## PROBLEMS AND TASKS
1. In the tangent explanation, how often does tan(x) become undefined?
2. From the tangent explanation, set down everything from "Here's a definition" down to "isn't as dramatic.".

## EXCERPT PROVIDED
## start
Take a look at a plot of the tangent function, e.g. http://commons.wikimedia.org/wiki/File:Tangent-plot.svg.
Here's a definition of tangent tan(x) = sin(x)/cos(x)
. For each x with cos(x)=0: tan(x)
is undefined. That happens each half circle (180° or pi which is about 3.14159265).
Arctangent is supposed to revert this strange thing. It's plot looks like this: http://en.wikipedia.org/wiki/File:Arctangent_Arccotangent.svg
Your formulas can be resolved to atan(1.18453366)
and atan(-4.53673694)
, because of the missing parentheses. Taking a look at the plot of arctangent again, I'd say, you got exactly what you asked for. You provided values differing by about 5.5. A difference of about 1.5 isn't as dramatic.
## end
## SUPPLIED DATA
## start
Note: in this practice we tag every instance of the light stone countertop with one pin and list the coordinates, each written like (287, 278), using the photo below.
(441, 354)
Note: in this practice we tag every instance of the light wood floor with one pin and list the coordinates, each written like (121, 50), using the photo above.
## end
## ANSWER LIST
1. Each half circle (180° or pi, about 3.14159265).

2.
Here's a definition of tangent tan(x) = sin(x)/cos(x)
. For each x with cos(x)=0: tan(x)
is undefined. That happens each half circle (180° or pi which is about 3.14159265).
Arctangent is supposed to revert this strange thing. It's plot looks like this: http://en.wikipedia.org/wiki/File:Arctangent_Arccotangent.svg
Your formulas can be resolved to atan(1.18453366)
and atan(-4.53673694)
, because of the missing parentheses. Taking a look at the plot of arctangent again, I'd say, you got exactly what you asked for. You provided values differing by about 5.5. A difference of about 1.5 isn't as dramatic.